**PAGE EXCERPT**
_ _ _ _ _ _ _

Once established, the AI Hardware Center is expected to attract new AI industry firms and federal research to the state, foster economic development in Albany, create hundreds of new jobs and retain hundreds of other existing ones at the SUNY Poly campus and at IBM’s and its collaborators’ facilities.

It will also further solidify Albany’s reputation as New York’s “tech valley” as it encourages more innovative partnerships within the SUNY tech ecosystem.

“New York has always been at the forefront of emerging industries, and this private sector investment to create a hub for artificial intelligence research will attract world-class minds and drive economic growth in the region,” New York Governor Andrew M. Cuomo said.

“Artificial intelligence has the potential to transform how we live and how businesses operate, and this partnership with IBM will help ensure New York continues to be on the cutting edge developing innovative technologies.”

Apart from the center, IBM, a long-time anchor tenant at SUNY, will also “expand and extend” its agreement with SUNY Poly’s Center for Semiconductor Research that was initially due to expire at end-2021. The agreement will now continue on until 2023, with an option to extend for an additional five years through to 2028.

_ _ _ _ _ _ _

**INFORMATION SHOWN**
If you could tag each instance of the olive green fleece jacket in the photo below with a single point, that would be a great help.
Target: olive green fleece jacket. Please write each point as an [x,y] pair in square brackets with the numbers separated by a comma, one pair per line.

_ _ _ _ _ _ _

**AIM OF THE TASK**
Can you continue the AI Hardware Center article from where it stops?

**EXERCISE ANSWER**
The center is part of IBM’s overall US$2 billion commitment to New York over five years, said to be its biggest in the state in nearly a decade. It is also part of its strategic push into fast-growth, high-margin areas – areas it calls “strategic imperatives” – as it shifts away from its legacy business segments.

The tech giant has been betting big on areas such as cloud computing, big data, security software, analytics, mobile and social, a strategy that now appears to be bearing fruit. In January, the firm reported earnings for 2018 that smashed Wall Street expectations, even returning to full-year revenue growth for the first time since 2011.